### Information supplied
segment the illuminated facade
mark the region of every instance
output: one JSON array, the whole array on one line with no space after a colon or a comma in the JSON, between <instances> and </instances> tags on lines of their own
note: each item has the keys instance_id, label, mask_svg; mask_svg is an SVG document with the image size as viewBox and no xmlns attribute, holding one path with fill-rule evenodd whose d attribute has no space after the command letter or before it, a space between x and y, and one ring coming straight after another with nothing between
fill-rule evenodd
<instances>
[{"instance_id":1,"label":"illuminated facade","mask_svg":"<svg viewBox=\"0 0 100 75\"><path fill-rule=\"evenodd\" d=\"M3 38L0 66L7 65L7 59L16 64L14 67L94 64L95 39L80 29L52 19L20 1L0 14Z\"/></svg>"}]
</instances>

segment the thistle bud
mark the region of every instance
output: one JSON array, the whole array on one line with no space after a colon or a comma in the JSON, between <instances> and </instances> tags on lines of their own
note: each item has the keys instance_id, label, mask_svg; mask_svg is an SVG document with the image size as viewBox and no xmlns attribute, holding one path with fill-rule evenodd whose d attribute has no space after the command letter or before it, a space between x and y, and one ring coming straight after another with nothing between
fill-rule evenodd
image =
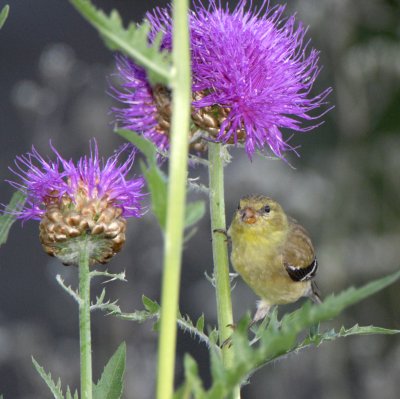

### Task description
Go through the entries above and copy out every line that includes the word "segment".

### Written answer
segment the illuminated facade
segment the thistle bud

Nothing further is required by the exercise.